Извлеченный текст
Спрашиваю о празднике в местном бонском монастыре. Девушки-портье дружно уверяют, что в такое время праздников в монастыре не бывает. Принимаю решение завтра с утра взбираться на Мордо, и еду к старосте деревни у подножия горы договориваться о носильщиках. Староста – давний знакомый, обещает содействие и даже звонит живущей на горе у бонского святилища девушке Пема-цу. А та как раз спустилась с горы к родственникам и готовится к ежегодному молебну в местном бонском храме недалеко от Даньба. На горе никого нет. Приходится отложить восхождение.
С утра отправляемся на молебен. Его начало назначено на 10 часов, мы приезжаем с небольшим опозданием, но участники праздника терпеливо ждут приезда какого-то высокого ламы, который будет вести церемонию. Я встречаюсь с Пема-цу. Она, оказывается, вышла замуж и ждет ребенка. Что теперь будет с «самопроявившейся пагодой» у вершины Мордо без ее хозяйской руки? Лама с Мордо здесь же, в первых рядах встречающих.
Наконец, в белом джипе прибывает старший лама. Его приветствуют ударами в гонги и барабаны и завываниями морских раковин. Народ повалил в храм, расселся во дворе, после чего наступила пауза, затянувшаяся часа на два. Люди потихоньку разошлись на обед. Наконец, около часу дня начался молебен. Высокий лама долго читает сутры, потом по незнанию местного диалекта обращается с собравшимся по-китайски, а лама с Мордо переводит его речь. Между тем в аккурат с началом молебна вокруг солнца возникло радужное гало, которое держалось почти до конца церемонии. Вот и не верь после этого в «знамения небес».
На обратном пути нас остановили у полицейского поста, полицейские, как усердные школьники, долго переписывали в тетрадку наши имена и номера паспортов.
Ночью по нашим номерам опять прошелся полицейский наряд. Проверив документы, старший из проверяющих указал, каким маршрутом нам ехать дальше.

Задание
Определите, соответствуют ли заметкам о молебне выше утверждения: 1. Молебен начался в 10 часов. 2. Пема-цу вышла замуж. 3. Старший лама приехал в белом джипе. На каждое ответьте «да» или «нет» и дословно приведите решающие слова из заметок.

Раздел данных
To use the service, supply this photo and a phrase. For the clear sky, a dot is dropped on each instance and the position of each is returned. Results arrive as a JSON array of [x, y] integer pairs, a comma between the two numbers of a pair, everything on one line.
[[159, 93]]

Результат
1. Нет: «Наконец, около часу дня начался молебен».
2. Да: «Она, оказывается, вышла замуж и ждет ребенка».
3. Да: «Наконец, в белом джипе прибывает старший лама».